— WHAT NEEDS TO BE DONE —
Reproduce the entries from the first line through the line containing "[[[186,90],[181,99],[195,99],[195,85]]]", both included, with the request text unchanged and every polygon vertex coordinate offset by adding 80. Omit the pictures.

— GIVEN DATA —

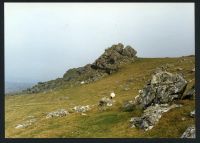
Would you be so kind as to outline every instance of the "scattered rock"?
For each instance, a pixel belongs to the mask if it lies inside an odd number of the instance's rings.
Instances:
[[[190,127],[188,127],[185,132],[182,134],[181,138],[196,138],[196,135],[195,135],[195,126],[192,125]]]
[[[176,68],[176,70],[177,70],[177,71],[182,71],[183,68],[178,67],[178,68]]]
[[[113,99],[114,97],[115,97],[115,93],[114,93],[114,92],[111,92],[111,93],[110,93],[110,98]]]
[[[131,118],[130,122],[132,123],[132,127],[138,127],[147,131],[152,129],[154,125],[158,123],[163,113],[176,107],[181,106],[176,104],[171,106],[168,104],[155,104],[154,106],[149,106],[145,109],[141,117]]]
[[[36,122],[36,119],[30,119],[30,120],[27,120],[21,124],[18,124],[15,128],[16,129],[22,129],[22,128],[26,128],[30,125],[32,125],[34,122]]]
[[[57,111],[53,111],[47,114],[46,119],[48,118],[53,118],[53,117],[64,117],[68,115],[69,112],[66,111],[65,109],[59,109]]]
[[[112,105],[113,105],[113,101],[108,97],[103,97],[99,101],[99,106],[112,106]]]
[[[186,90],[181,99],[195,99],[195,85]]]
[[[192,72],[195,72],[195,68],[193,68],[191,71],[192,71]]]
[[[190,112],[190,116],[193,117],[193,118],[195,117],[195,110]]]
[[[119,43],[112,45],[93,64],[83,67],[69,69],[62,78],[57,78],[48,82],[39,82],[32,88],[24,90],[23,93],[46,92],[63,85],[73,87],[78,84],[85,84],[99,80],[119,69],[122,63],[135,61],[136,51],[130,47]]]
[[[170,103],[180,99],[187,86],[187,81],[179,74],[159,71],[152,76],[147,85],[140,90],[135,104],[147,108],[154,104]]]
[[[84,113],[89,111],[91,108],[89,105],[86,106],[75,106],[72,110],[74,110],[75,112],[80,112],[80,113]]]
[[[133,111],[134,108],[134,102],[133,101],[125,101],[123,106],[122,106],[122,111],[124,112],[130,112]]]
[[[185,121],[185,117],[182,117],[181,120],[182,120],[182,121]]]

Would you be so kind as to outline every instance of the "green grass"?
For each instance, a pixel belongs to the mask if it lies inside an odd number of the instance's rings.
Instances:
[[[122,112],[121,106],[126,100],[133,100],[142,89],[153,71],[162,65],[173,64],[169,72],[182,73],[189,81],[188,88],[195,82],[194,57],[183,58],[139,58],[132,64],[123,65],[120,70],[101,80],[90,84],[63,87],[52,92],[30,95],[15,95],[5,97],[5,135],[9,138],[39,137],[180,137],[188,125],[194,123],[189,117],[189,112],[195,108],[194,100],[179,101],[181,108],[175,108],[165,113],[159,123],[150,131],[130,128],[129,120],[133,116],[141,115],[139,109],[132,112]],[[177,71],[176,67],[183,68]],[[124,90],[129,87],[129,90]],[[99,111],[98,101],[109,96],[110,92],[116,93],[116,102],[106,111]],[[69,97],[69,99],[64,99]],[[72,113],[62,118],[46,119],[45,113],[57,109],[68,110],[77,105],[94,105],[86,116]],[[37,122],[26,129],[15,129],[28,116],[35,116]],[[185,117],[182,121],[181,118]]]

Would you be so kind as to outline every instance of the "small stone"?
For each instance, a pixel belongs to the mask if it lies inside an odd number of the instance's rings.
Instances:
[[[195,117],[195,110],[190,112],[190,117],[194,118]]]
[[[192,72],[195,72],[195,68],[193,68],[191,71],[192,71]]]
[[[66,111],[65,109],[59,109],[57,111],[53,111],[47,114],[46,119],[48,118],[53,118],[53,117],[64,117],[68,115],[69,112]]]
[[[196,135],[195,135],[195,126],[192,125],[190,127],[188,127],[185,132],[182,134],[181,138],[196,138]]]
[[[182,121],[185,121],[185,117],[182,117],[181,120],[182,120]]]
[[[177,71],[182,71],[183,68],[178,67],[178,68],[176,68],[176,70],[177,70]]]

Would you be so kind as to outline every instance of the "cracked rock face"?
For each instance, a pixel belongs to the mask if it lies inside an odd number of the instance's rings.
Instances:
[[[131,46],[119,43],[105,50],[105,52],[92,64],[93,69],[102,70],[108,74],[118,70],[121,62],[134,61],[136,51]]]
[[[131,46],[124,47],[121,43],[112,45],[92,64],[69,69],[62,78],[57,78],[48,82],[39,82],[32,88],[28,88],[23,92],[46,92],[65,84],[81,84],[81,81],[84,81],[84,83],[90,83],[99,80],[104,76],[116,72],[121,63],[135,61],[137,58],[136,53],[137,52]]]
[[[195,85],[193,85],[190,89],[186,90],[183,94],[182,99],[194,99],[195,98]]]
[[[141,117],[133,117],[130,122],[132,127],[138,127],[144,129],[145,131],[150,130],[156,125],[162,114],[176,107],[181,107],[181,105],[168,105],[168,104],[156,104],[154,106],[149,106],[143,111]]]
[[[192,125],[190,127],[188,127],[185,132],[182,134],[181,138],[196,138],[196,135],[195,135],[195,126]]]
[[[135,104],[142,108],[155,104],[170,103],[180,99],[187,81],[179,74],[159,71],[152,75],[150,82],[139,92]]]

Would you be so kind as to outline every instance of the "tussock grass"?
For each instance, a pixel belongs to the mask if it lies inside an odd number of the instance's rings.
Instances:
[[[185,60],[183,60],[185,59]],[[133,100],[142,89],[153,71],[162,65],[171,64],[168,71],[182,73],[191,82],[195,82],[194,57],[181,58],[139,58],[136,62],[123,65],[120,70],[110,76],[74,87],[63,87],[47,93],[30,95],[14,95],[5,97],[5,135],[9,138],[62,138],[62,137],[91,137],[91,138],[161,138],[180,137],[188,125],[195,119],[189,117],[195,108],[195,101],[177,101],[183,104],[165,113],[159,123],[150,131],[130,128],[129,120],[133,116],[140,116],[142,111],[134,109],[122,112],[121,106],[126,100]],[[176,68],[183,68],[177,71]],[[129,90],[124,90],[128,87]],[[100,98],[116,93],[116,101],[106,111],[99,111],[97,104]],[[68,97],[68,98],[65,98]],[[94,105],[86,116],[71,113],[66,117],[46,119],[46,112],[57,109],[72,108],[77,105]],[[17,124],[27,120],[28,116],[35,116],[37,122],[25,129],[15,129]],[[185,120],[182,120],[182,117]]]

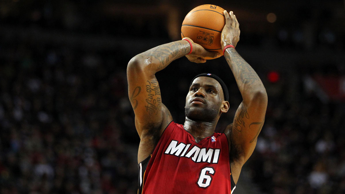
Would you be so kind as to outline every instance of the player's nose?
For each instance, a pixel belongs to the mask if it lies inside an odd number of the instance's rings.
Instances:
[[[206,91],[204,89],[204,88],[202,87],[200,87],[198,91],[194,93],[194,97],[202,97],[203,98],[205,98],[206,97],[206,95],[205,94]]]

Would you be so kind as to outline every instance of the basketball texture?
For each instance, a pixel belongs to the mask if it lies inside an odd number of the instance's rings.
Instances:
[[[225,25],[225,18],[221,7],[207,4],[192,9],[185,18],[181,28],[181,36],[188,37],[209,51],[216,51],[223,55],[220,34]],[[205,57],[206,59],[214,58]]]

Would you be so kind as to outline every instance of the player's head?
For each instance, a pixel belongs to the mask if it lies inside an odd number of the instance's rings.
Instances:
[[[186,116],[194,120],[218,120],[229,107],[229,93],[224,82],[213,74],[202,74],[192,80],[186,98]]]

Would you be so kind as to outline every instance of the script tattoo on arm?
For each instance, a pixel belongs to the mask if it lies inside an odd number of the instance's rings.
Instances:
[[[162,106],[160,90],[157,79],[148,80],[146,87],[147,97],[146,101],[147,104],[145,107],[146,111],[150,115],[157,115]]]
[[[244,119],[249,119],[249,115],[247,111],[247,106],[244,104],[240,110],[239,114],[238,116],[236,115],[234,119],[233,133],[236,138],[238,137],[238,135],[242,132],[242,129],[246,127]]]
[[[230,52],[230,55],[225,56],[228,63],[231,64],[230,67],[236,79],[239,78],[243,84],[249,85],[257,81],[261,82],[254,69],[237,52],[232,50]]]

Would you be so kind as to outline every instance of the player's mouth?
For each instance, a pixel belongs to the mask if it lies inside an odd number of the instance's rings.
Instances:
[[[195,104],[205,104],[205,100],[202,98],[196,97],[192,99],[191,103]]]

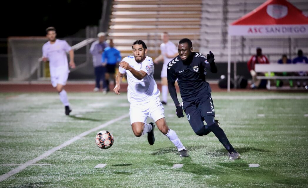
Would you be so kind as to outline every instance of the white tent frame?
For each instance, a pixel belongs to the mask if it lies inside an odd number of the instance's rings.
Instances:
[[[264,25],[258,26],[263,27],[277,27],[286,26],[289,27],[301,27],[305,28],[305,31],[303,33],[287,33],[287,34],[280,33],[279,34],[245,34],[243,31],[247,30],[249,27],[254,27],[256,26],[255,25],[229,25],[228,31],[228,86],[227,91],[228,92],[230,91],[230,84],[231,82],[231,36],[255,36],[256,37],[261,37],[265,36],[276,36],[288,37],[290,38],[307,38],[307,34],[308,34],[308,25]],[[237,30],[240,29],[242,32],[237,32]],[[294,37],[296,36],[296,37]]]

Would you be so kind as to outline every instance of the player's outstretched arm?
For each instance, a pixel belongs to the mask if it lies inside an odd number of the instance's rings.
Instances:
[[[70,66],[72,69],[75,68],[76,66],[74,62],[74,50],[70,50]]]
[[[177,99],[177,96],[176,94],[176,90],[174,86],[174,82],[168,82],[168,89],[169,90],[169,93],[171,96],[172,100],[173,100],[174,104],[176,107],[176,114],[178,118],[183,118],[184,117],[183,114],[183,109],[182,108],[182,105],[180,104],[179,100]]]
[[[206,55],[206,60],[210,63],[211,72],[213,73],[217,73],[217,66],[214,61],[215,60],[214,54],[211,51],[210,51],[209,54],[208,54]]]
[[[120,63],[120,67],[129,71],[135,78],[139,80],[141,80],[148,75],[147,73],[143,70],[140,70],[140,71],[136,70],[135,69],[130,66],[129,64],[127,62],[122,61]]]
[[[122,80],[123,77],[124,76],[124,74],[123,74],[120,72],[118,72],[118,74],[116,77],[116,86],[113,88],[113,91],[114,92],[118,95],[120,95],[120,92],[119,91],[121,89],[121,86],[120,85],[121,83],[122,83]]]

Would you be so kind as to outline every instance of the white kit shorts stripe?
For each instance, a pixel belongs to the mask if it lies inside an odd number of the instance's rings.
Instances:
[[[152,119],[155,122],[165,117],[164,106],[158,97],[143,103],[131,103],[129,116],[131,125],[134,122],[146,123],[148,117]]]
[[[63,86],[66,85],[66,82],[68,78],[69,73],[69,71],[67,70],[61,70],[58,69],[57,70],[56,72],[51,74],[50,79],[53,87],[55,87],[58,84]]]

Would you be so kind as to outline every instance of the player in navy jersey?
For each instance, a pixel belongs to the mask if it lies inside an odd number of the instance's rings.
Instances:
[[[229,152],[229,159],[240,158],[240,154],[230,144],[225,134],[215,120],[214,104],[211,90],[205,81],[207,71],[215,73],[217,68],[214,55],[210,51],[206,57],[201,53],[192,52],[192,44],[188,38],[179,42],[179,55],[167,67],[167,79],[169,93],[176,108],[176,115],[184,117],[183,109],[195,133],[198,136],[213,133]],[[183,106],[177,99],[174,83],[177,81]],[[205,125],[205,121],[207,125]]]

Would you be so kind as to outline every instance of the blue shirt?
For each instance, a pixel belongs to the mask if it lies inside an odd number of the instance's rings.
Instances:
[[[108,47],[105,49],[103,53],[102,62],[114,65],[121,61],[120,52],[114,48]]]

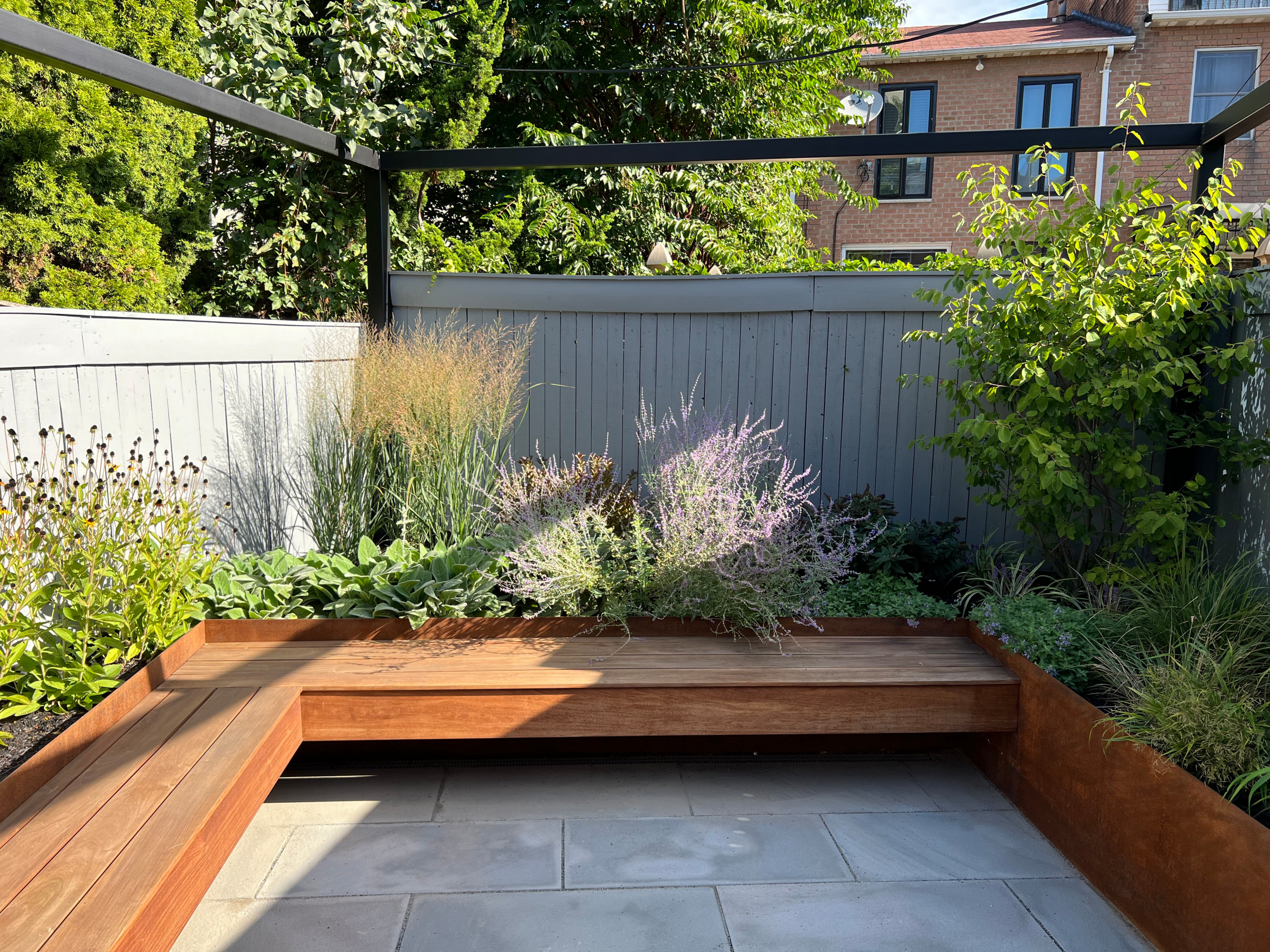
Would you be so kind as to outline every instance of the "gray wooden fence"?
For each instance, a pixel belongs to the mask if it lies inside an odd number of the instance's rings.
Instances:
[[[293,489],[307,380],[315,359],[352,359],[359,334],[357,324],[0,307],[0,415],[30,457],[42,426],[88,448],[97,425],[124,456],[137,437],[149,451],[157,430],[175,458],[207,457],[213,508],[231,503],[224,542],[302,551]]]
[[[913,297],[937,273],[589,278],[392,275],[395,326],[453,319],[535,325],[521,456],[602,452],[636,468],[640,401],[658,416],[688,393],[738,416],[784,423],[786,452],[822,490],[872,487],[902,518],[966,520],[965,538],[1006,537],[1007,515],[978,505],[960,462],[914,447],[952,425],[935,387],[902,374],[949,373],[931,341],[941,315]]]

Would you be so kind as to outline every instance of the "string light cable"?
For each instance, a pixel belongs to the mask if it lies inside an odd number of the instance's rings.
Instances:
[[[1048,0],[1036,0],[1036,3],[1024,4],[1022,6],[1015,6],[1011,10],[1001,10],[999,13],[988,14],[987,17],[980,17],[977,20],[968,20],[966,23],[958,23],[951,27],[940,27],[939,29],[927,30],[926,33],[919,33],[916,37],[904,37],[903,39],[894,39],[888,42],[872,41],[869,43],[847,43],[847,46],[839,46],[836,50],[823,50],[818,53],[803,53],[800,56],[782,56],[773,60],[747,60],[743,62],[707,62],[707,63],[693,63],[685,66],[631,66],[622,69],[588,69],[588,67],[518,67],[518,66],[495,66],[494,72],[537,72],[537,74],[570,74],[570,75],[602,75],[602,76],[634,76],[636,74],[650,74],[650,72],[707,72],[716,70],[740,70],[749,66],[784,66],[791,62],[806,62],[808,60],[822,60],[826,56],[837,56],[838,53],[847,53],[853,50],[872,50],[878,47],[895,47],[903,46],[904,43],[917,43],[922,39],[930,39],[931,37],[939,37],[944,33],[952,33],[959,29],[965,29],[966,27],[974,27],[979,23],[987,23],[988,20],[994,20],[999,17],[1008,17],[1012,13],[1021,13],[1024,10],[1031,10],[1035,6],[1045,6]],[[450,14],[453,15],[453,14]],[[444,62],[442,60],[434,60],[438,66],[457,66],[455,62]]]

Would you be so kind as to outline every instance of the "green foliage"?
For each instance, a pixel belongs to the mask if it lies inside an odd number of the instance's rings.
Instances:
[[[361,539],[357,561],[283,550],[240,555],[199,588],[208,618],[495,618],[512,603],[497,592],[505,566],[483,539],[427,548],[398,539],[380,550]]]
[[[0,418],[0,423],[4,418]],[[97,428],[93,428],[95,439]],[[187,458],[76,454],[41,430],[36,461],[9,430],[0,491],[0,718],[89,708],[198,617],[215,560],[199,526],[206,480]]]
[[[917,588],[917,575],[867,575],[847,579],[824,593],[817,614],[826,618],[956,618],[956,608]]]
[[[188,0],[4,0],[6,9],[197,79]],[[208,244],[204,121],[0,53],[0,297],[48,307],[192,307]]]
[[[373,149],[462,149],[497,88],[491,63],[505,8],[495,0],[206,0],[203,67],[217,89],[345,142]],[[447,65],[453,63],[453,65]],[[218,128],[208,165],[215,254],[201,281],[220,310],[298,317],[358,315],[366,293],[359,171]],[[425,246],[422,173],[392,180],[394,244]],[[433,242],[434,244],[434,242]]]
[[[1072,691],[1083,691],[1093,666],[1099,631],[1090,612],[1035,593],[989,595],[970,613],[986,635],[1022,655]]]
[[[1241,678],[1246,655],[1191,642],[1168,655],[1110,656],[1111,720],[1205,783],[1233,787],[1265,765],[1270,732],[1270,703]]]
[[[832,50],[898,34],[894,0],[509,0],[499,60],[513,69],[742,62]],[[563,145],[826,135],[833,90],[879,74],[859,51],[781,66],[700,72],[504,74],[478,145]],[[822,180],[831,183],[829,190]],[[481,270],[645,274],[665,241],[683,273],[817,261],[808,215],[791,195],[859,195],[829,162],[470,174],[429,188],[425,220],[447,254],[411,260],[447,268],[472,241],[499,248]],[[480,226],[478,227],[478,223]],[[405,260],[404,258],[400,260]]]
[[[921,294],[950,326],[907,339],[960,354],[960,373],[940,381],[958,426],[925,444],[965,459],[982,499],[1015,513],[1060,572],[1105,575],[1210,536],[1199,517],[1219,487],[1194,466],[1165,482],[1166,453],[1212,453],[1223,481],[1270,458],[1270,442],[1212,401],[1214,382],[1256,369],[1262,345],[1214,343],[1243,284],[1231,253],[1264,236],[1226,203],[1238,170],[1228,162],[1198,203],[1148,178],[1118,182],[1101,207],[1077,184],[1060,202],[1021,203],[1003,166],[960,176],[980,206],[969,231],[1003,256],[964,258],[946,291]]]
[[[917,575],[928,585],[947,584],[965,566],[965,543],[956,536],[960,518],[951,522],[927,519],[900,522],[895,504],[885,495],[864,493],[838,496],[829,510],[866,526],[885,526],[872,548],[851,567],[870,575]]]
[[[1228,796],[1251,787],[1255,806],[1270,760],[1270,598],[1257,562],[1218,564],[1200,548],[1134,566],[1125,585],[1099,656],[1111,717]]]

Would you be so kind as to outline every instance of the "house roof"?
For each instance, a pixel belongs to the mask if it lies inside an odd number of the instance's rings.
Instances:
[[[941,27],[906,27],[904,38],[930,33]],[[977,23],[951,33],[926,37],[916,43],[904,43],[894,50],[900,61],[922,62],[932,60],[966,60],[997,56],[1036,56],[1046,53],[1077,53],[1092,50],[1105,50],[1109,44],[1116,47],[1133,46],[1135,37],[1113,33],[1087,20],[1069,19],[1064,23],[1053,20],[1005,20],[1001,23]],[[867,50],[861,60],[866,63],[894,62],[895,57],[883,53],[878,47]]]

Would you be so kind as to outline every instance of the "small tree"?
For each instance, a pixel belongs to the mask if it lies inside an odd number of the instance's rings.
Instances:
[[[1137,165],[1138,89],[1120,105]],[[923,443],[965,459],[982,500],[1015,513],[1060,571],[1105,575],[1210,537],[1220,519],[1196,517],[1220,486],[1194,465],[1166,482],[1166,454],[1214,453],[1223,481],[1270,458],[1270,442],[1240,433],[1209,400],[1214,383],[1257,369],[1262,345],[1217,334],[1232,327],[1243,284],[1231,251],[1265,235],[1226,203],[1240,169],[1227,162],[1199,202],[1135,178],[1101,207],[1072,183],[1055,187],[1060,202],[1021,204],[1003,166],[959,176],[979,206],[969,231],[1001,256],[963,258],[945,291],[923,293],[949,326],[908,339],[955,344],[961,371],[940,381],[956,429]]]

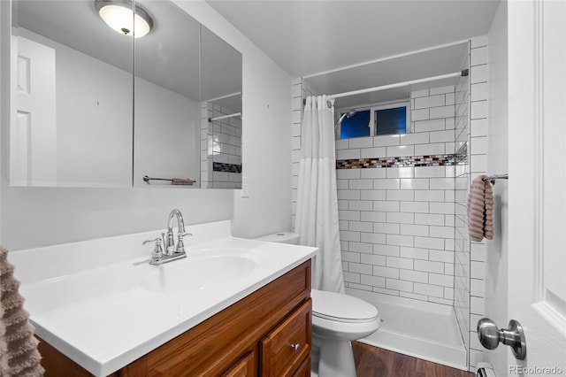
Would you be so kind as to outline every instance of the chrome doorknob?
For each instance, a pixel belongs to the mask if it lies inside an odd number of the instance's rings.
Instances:
[[[513,356],[523,360],[527,355],[527,344],[523,327],[515,319],[509,320],[509,328],[497,328],[495,322],[488,318],[478,321],[478,337],[481,345],[487,350],[495,350],[500,342],[509,345]]]

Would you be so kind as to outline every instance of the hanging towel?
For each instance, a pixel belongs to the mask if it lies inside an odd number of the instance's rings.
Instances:
[[[14,266],[8,263],[7,254],[0,246],[0,376],[42,376],[34,328],[23,308],[19,281],[13,276]]]
[[[484,237],[493,239],[493,191],[486,175],[474,179],[468,196],[468,235],[470,239],[481,242]]]

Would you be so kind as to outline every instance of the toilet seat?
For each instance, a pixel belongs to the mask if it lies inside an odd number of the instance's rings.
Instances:
[[[378,310],[372,304],[353,296],[312,289],[312,315],[346,323],[372,322]]]

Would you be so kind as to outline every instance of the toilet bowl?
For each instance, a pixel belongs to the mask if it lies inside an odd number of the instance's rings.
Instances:
[[[292,233],[268,235],[261,241],[297,243]],[[352,341],[375,333],[381,325],[372,304],[341,293],[312,289],[313,377],[356,377]]]
[[[352,296],[312,289],[312,372],[356,377],[352,341],[375,333],[381,320],[372,304]]]

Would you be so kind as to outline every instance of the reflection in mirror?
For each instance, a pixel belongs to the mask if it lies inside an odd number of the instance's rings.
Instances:
[[[10,184],[131,186],[133,38],[92,0],[13,0]]]
[[[200,24],[167,0],[136,5],[154,28],[134,42],[134,185],[198,188]]]
[[[241,54],[201,27],[202,187],[241,188]]]

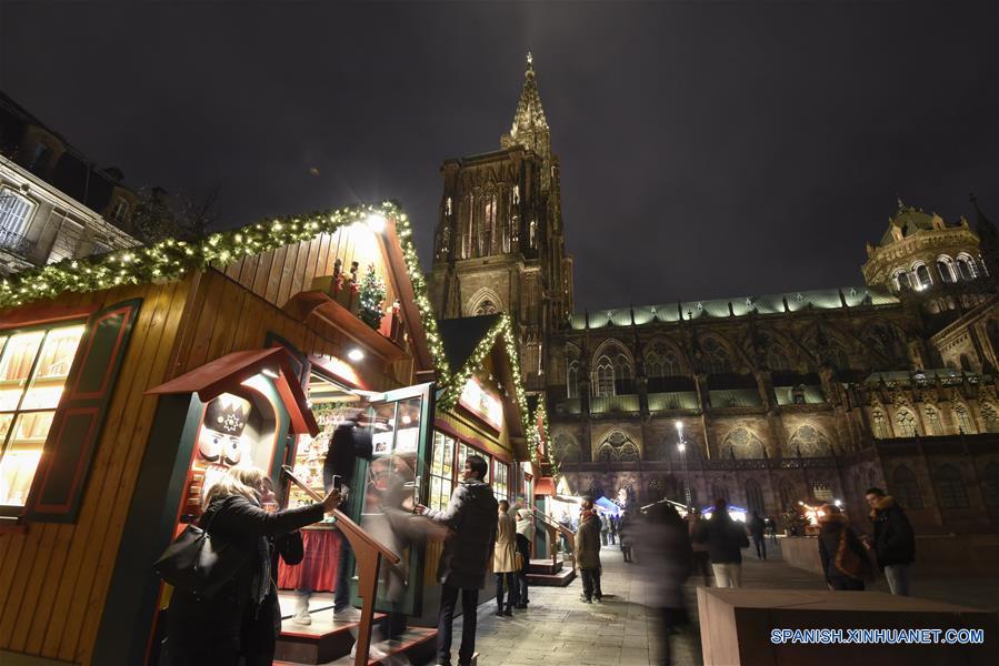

— RESULT OF THIS EXERCISE —
Would you be so kind as to outline every instance of the "scattered rock"?
For each instance, a pixel belongs to the mask if it lies inside an odd number of the instance's rings.
Instances:
[[[270,207],[268,207],[265,212],[262,214],[261,218],[276,218],[276,215],[275,215],[275,206],[272,205]]]
[[[256,148],[256,150],[257,150],[257,151],[262,151],[263,148],[258,147],[258,148]]]
[[[193,179],[194,177],[195,177],[195,173],[194,173],[194,172],[191,172],[191,173],[190,173],[190,178]]]
[[[211,198],[210,202],[212,203],[212,207],[218,207],[227,211],[232,209],[234,205],[238,203],[243,193],[256,187],[261,186],[256,184],[251,186],[248,184],[235,184],[234,186],[229,186],[225,189],[221,197]]]
[[[116,202],[116,199],[110,199],[110,200],[107,200],[101,204],[98,204],[95,208],[96,209],[102,209],[102,208],[106,208],[110,205],[112,205],[114,202]]]
[[[137,191],[133,191],[127,194],[126,199],[128,198],[133,198],[133,197],[144,197],[148,195],[149,192],[146,191],[145,189],[139,189]]]
[[[192,185],[193,185],[193,181],[188,177],[183,177],[179,181],[179,186],[192,186]]]
[[[266,170],[261,179],[275,179],[275,165]]]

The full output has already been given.